EXERCISES =>
1. From the reflection on John 5, reproduce the text between "Jesus’ point here" and "to Jesus’ words.", inclusive.
2. Condense the paragraph of the reflection on John 5 that begins "Jesus’ point here is" into a short bulleted list that keeps its main facts.

[TEXT PROVIDED Boundary: Start]

3.05.2008

Moses Wrote About Jesus & The Life-Receiving Heart

The Gospel for tomorrow’s Mass comes from John 5:31-47, and I would like to examine a sentence or two in the middle and at the end of this passage. Here are the two passages from 5:39-40 & 45-47: “You search the Scriptures, because you think you have eternal life through them; even they testify on my behalf. But you do not want to come to me to have life….Do not think that I will accuse you before the Father: the one who will accuse you is Moses, in whom you have placed your hope. For if you had believed Moses, you would have believed me, because he wrote about me. But if you do not believe his writings, how will you believe my words?”

Jesus’ point here is that He is the source of eternal life, and that to obtain eternal life it is necessary to believe in Him. People search the Bible for life, but what the Bible points to and reveals is Jesus. The Scriptures in general testify on behalf of Jesus, and Moses in particular wrote about Jesus. If one rejects Moses’ writings, he will be deaf to Jesus’ words.

[TEXT PROVIDED Boundary: End]
[STORED DATA Boundary: Start]

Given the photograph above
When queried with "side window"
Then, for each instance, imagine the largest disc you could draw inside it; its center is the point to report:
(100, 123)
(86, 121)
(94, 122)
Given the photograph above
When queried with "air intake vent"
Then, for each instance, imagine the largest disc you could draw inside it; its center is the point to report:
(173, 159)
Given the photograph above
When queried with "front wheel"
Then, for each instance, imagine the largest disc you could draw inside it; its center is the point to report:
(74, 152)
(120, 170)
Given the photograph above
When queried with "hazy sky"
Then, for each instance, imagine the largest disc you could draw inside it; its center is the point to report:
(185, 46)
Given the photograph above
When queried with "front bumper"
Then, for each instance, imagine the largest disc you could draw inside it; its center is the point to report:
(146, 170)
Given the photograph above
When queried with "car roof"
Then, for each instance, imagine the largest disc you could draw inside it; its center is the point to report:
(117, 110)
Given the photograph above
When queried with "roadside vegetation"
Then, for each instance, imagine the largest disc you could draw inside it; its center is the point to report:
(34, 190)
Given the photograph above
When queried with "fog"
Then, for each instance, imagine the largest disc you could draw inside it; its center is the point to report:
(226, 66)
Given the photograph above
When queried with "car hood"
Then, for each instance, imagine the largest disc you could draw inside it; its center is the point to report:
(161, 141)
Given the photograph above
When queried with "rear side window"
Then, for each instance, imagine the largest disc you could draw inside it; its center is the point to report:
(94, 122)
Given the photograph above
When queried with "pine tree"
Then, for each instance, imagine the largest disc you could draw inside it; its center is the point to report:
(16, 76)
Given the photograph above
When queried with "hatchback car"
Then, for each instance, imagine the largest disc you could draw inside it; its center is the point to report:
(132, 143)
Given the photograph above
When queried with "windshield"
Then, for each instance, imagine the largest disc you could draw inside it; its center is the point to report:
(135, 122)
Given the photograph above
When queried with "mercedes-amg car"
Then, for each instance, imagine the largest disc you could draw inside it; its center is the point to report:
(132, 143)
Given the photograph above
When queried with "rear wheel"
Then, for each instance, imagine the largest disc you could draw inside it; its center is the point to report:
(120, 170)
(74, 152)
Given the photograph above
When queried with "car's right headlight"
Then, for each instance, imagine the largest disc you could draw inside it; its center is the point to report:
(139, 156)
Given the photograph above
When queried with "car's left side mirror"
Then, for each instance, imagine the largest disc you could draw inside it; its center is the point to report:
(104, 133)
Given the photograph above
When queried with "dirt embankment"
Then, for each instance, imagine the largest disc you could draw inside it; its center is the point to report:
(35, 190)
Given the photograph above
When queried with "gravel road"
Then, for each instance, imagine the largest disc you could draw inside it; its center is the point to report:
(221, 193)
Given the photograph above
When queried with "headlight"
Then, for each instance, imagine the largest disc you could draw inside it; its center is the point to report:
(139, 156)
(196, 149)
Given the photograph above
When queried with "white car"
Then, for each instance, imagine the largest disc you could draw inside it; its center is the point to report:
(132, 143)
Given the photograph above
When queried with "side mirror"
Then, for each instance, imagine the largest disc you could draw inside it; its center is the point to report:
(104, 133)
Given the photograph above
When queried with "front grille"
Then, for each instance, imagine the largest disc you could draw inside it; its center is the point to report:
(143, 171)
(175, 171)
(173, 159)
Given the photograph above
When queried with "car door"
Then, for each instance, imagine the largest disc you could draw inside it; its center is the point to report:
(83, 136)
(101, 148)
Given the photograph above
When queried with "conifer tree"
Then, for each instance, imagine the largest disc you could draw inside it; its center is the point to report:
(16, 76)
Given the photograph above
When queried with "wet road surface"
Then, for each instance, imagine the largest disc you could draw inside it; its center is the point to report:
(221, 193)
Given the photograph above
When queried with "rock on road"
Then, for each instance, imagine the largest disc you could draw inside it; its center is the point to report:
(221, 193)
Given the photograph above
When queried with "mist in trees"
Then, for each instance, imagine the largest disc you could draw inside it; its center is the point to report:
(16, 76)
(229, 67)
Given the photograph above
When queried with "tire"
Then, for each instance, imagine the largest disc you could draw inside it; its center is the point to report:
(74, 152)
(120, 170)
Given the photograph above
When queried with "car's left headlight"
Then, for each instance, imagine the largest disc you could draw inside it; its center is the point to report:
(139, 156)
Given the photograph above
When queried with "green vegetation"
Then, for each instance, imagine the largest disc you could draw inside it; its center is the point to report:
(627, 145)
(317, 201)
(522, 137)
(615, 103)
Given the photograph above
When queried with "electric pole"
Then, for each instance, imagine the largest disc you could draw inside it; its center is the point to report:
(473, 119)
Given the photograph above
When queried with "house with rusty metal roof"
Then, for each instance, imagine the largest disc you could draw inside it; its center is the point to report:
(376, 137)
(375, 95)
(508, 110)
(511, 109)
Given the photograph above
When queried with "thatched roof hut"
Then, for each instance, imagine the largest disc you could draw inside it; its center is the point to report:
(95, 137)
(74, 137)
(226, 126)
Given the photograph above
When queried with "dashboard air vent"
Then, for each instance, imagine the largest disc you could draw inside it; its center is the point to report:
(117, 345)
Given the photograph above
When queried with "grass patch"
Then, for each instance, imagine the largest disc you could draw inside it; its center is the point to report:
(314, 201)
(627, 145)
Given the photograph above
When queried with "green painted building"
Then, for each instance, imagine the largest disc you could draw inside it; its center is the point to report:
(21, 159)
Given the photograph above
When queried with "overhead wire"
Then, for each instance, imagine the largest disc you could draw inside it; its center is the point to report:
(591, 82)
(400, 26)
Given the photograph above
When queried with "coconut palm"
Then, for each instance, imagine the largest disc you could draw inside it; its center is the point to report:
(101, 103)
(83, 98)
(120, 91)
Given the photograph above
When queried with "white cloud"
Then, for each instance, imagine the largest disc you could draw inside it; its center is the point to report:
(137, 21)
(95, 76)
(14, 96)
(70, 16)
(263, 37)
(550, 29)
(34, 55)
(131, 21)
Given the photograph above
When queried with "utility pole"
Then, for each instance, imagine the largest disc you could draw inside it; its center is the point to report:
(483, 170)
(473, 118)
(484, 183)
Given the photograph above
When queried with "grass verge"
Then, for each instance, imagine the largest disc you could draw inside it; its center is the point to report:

[STORED DATA Boundary: End]

SOLUTION SET =>
1.
Jesus’ point here is that He is the source of eternal life, and that to obtain eternal life it is necessary to believe in Him. People search the Bible for life, but what the Bible points to and reveals is Jesus. The Scriptures in general testify on behalf of Jesus, and Moses in particular wrote about Jesus. If one rejects Moses’ writings, he will be deaf to Jesus’ words.

2.
- Jesus is the source of eternal life, and believing in Him is necessary to obtain it.
- People search the Bible for life, but the Bible points to and reveals Jesus.
- The Scriptures in general testify on His behalf, and Moses in particular wrote about Him.
- Whoever rejects Moses’ writings will be deaf to Jesus’ words.